◆ EXPLORE THE MATERIAL ◆
1/ Answer these from the Grant's Zebra text:
(a) Of how many subspecies of the Plains Zebra is Grant's Zebra the smallest?
(b) As far as which river in Somalia does the subspecies occur?
(c) About how many hours a day may these zebras spend grazing?
2/ From the Grant's Zebra text, reproduce everything from "This northern subspecies" down to "a day grazing." word for word.

***** PAGE EXTRACT

4_3 crías de cebra nacidas este año en BIOPARC Valencia 2016 (3)Photo Credits: BIOPARC Valencia

 

Grant's Zebra (Equus quagga boehmi) is the smallest of six subspecies of the Plains Zebra. This subspecies represents the Zebra form of the Serengeti-Mara ecosystem.

The distribution of this subspecies is in Zambia, west of the Luangwa River and west to Kariba, Shaba Province of the Democratic Republic of the Congo, north to the Kibanzao Plateau. In Tanzania, north from Nyangaui and Kibwezi into southwestern Kenya as far as Sotik. It can also be found in eastern Kenya and east of the Great Rift Valley into southernmost Ethiopia. It also occurs as far as the Juba River in Somalia.

This northern subspecies is vertically striped in front, horizontally on the back legs, and diagonally on the rump and hind flanks. Northerly specimens may lack a mane. Grant’s Zebras grow to be about 120 to 140 centimeters (3.9 to 4.6 ft) tall, and generally weigh about 300 kilograms (660 lb). Zebras live in family groups of up to 17 or 18 individuals. They live an average of 20 years.

Needing water daily, they remain no more than half a day's walk from water sources. Their diet includes grass, tough stems, and sometimes leaves or barks of trees and shrubs. They require a lot of food so it is not uncommon for them to spend around 20 hours a day grazing.

**********
***** DATA PROVIDED

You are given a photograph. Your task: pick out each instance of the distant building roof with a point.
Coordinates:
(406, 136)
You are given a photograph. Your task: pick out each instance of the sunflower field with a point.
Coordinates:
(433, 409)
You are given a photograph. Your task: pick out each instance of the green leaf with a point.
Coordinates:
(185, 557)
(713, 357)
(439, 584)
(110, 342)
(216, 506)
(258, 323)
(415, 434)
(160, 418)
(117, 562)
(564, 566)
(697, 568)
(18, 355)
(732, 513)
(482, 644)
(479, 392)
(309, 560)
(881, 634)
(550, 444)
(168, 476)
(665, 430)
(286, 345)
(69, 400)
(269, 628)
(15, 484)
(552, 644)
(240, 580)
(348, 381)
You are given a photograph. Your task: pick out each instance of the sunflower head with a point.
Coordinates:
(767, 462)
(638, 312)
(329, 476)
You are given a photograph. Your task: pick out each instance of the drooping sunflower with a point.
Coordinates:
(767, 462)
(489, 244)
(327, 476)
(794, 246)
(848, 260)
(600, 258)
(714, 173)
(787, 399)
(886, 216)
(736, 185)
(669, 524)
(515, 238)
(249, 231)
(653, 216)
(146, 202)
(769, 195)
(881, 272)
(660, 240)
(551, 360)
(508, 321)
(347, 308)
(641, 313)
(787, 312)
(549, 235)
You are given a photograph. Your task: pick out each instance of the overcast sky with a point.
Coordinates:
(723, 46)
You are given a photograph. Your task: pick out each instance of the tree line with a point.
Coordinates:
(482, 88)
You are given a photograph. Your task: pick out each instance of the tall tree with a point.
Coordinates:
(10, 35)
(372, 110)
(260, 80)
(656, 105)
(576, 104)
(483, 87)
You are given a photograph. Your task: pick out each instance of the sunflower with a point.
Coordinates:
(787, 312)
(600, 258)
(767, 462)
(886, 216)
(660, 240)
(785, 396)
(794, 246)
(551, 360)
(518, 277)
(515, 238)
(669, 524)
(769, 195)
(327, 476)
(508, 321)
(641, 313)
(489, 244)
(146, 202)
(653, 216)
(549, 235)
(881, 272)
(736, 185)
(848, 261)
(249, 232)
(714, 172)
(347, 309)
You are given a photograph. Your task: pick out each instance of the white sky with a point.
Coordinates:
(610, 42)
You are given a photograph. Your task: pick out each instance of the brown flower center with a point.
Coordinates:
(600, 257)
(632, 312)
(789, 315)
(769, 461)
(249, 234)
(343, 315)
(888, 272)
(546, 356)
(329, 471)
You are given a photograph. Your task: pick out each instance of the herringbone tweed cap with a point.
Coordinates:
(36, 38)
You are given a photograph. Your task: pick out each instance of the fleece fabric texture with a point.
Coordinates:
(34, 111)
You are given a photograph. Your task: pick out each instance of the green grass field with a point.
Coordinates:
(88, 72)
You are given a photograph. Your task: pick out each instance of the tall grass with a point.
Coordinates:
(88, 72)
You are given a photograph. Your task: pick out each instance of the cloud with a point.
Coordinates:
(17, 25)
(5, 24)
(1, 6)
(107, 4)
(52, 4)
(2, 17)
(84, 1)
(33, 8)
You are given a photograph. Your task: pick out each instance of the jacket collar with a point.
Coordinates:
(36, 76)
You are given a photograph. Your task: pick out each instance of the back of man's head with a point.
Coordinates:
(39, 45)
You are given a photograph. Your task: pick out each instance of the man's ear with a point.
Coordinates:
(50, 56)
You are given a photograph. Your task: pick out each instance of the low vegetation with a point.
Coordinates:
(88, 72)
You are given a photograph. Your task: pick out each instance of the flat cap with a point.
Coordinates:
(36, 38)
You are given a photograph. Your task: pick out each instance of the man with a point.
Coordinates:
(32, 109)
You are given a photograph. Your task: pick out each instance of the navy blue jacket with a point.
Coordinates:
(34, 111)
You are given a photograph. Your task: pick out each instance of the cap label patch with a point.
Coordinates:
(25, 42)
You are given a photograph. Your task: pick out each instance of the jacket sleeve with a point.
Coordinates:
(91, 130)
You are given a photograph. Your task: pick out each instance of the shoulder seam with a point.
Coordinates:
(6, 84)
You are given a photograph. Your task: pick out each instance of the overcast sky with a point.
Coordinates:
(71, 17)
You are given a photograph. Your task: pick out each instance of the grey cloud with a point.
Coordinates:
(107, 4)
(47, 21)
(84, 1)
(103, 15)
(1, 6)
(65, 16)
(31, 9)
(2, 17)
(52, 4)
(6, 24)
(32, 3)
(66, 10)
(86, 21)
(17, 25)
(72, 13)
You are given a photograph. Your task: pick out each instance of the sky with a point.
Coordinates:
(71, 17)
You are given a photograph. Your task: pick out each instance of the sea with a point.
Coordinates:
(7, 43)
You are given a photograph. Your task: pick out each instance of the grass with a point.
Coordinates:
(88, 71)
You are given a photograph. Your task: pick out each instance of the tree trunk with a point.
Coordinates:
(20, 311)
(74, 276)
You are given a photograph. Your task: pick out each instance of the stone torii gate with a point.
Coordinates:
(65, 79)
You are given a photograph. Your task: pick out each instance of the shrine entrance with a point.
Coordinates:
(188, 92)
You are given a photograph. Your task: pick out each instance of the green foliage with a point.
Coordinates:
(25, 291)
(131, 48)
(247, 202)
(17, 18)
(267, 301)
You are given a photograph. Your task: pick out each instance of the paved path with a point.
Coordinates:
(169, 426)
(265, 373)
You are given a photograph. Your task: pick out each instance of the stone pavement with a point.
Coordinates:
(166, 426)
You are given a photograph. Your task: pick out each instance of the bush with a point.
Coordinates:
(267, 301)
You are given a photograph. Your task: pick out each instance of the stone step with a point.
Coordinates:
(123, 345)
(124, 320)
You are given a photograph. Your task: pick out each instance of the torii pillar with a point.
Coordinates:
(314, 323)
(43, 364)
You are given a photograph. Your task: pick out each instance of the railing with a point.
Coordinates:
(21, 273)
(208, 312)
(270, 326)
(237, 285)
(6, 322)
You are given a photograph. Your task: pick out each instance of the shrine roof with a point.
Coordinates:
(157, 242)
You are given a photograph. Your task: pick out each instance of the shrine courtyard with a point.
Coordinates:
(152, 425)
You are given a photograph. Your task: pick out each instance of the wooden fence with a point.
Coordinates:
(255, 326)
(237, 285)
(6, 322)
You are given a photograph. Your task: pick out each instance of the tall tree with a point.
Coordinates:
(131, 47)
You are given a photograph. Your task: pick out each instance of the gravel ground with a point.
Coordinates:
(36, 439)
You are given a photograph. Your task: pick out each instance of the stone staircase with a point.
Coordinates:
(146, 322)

**********

◆ OUTPUTS BY TASK ◆
1/
(a) Six
(b) The Juba River
(c) Around 20 hours

2/
This northern subspecies is vertically striped in front, horizontally on the back legs, and diagonally on the rump and hind flanks. Northerly specimens may lack a mane. Grant’s Zebras grow to be about 120 to 140 centimeters (3.9 to 4.6 ft) tall, and generally weigh about 300 kilograms (660 lb). Zebras live in family groups of up to 17 or 18 individuals. They live an average of 20 years.

Needing water daily, they remain no more than half a day's walk from water sources. Their diet includes grass, tough stems, and sometimes leaves or barks of trees and shrubs. They require a lot of food so it is not uncommon for them to spend around 20 hours a day grazing.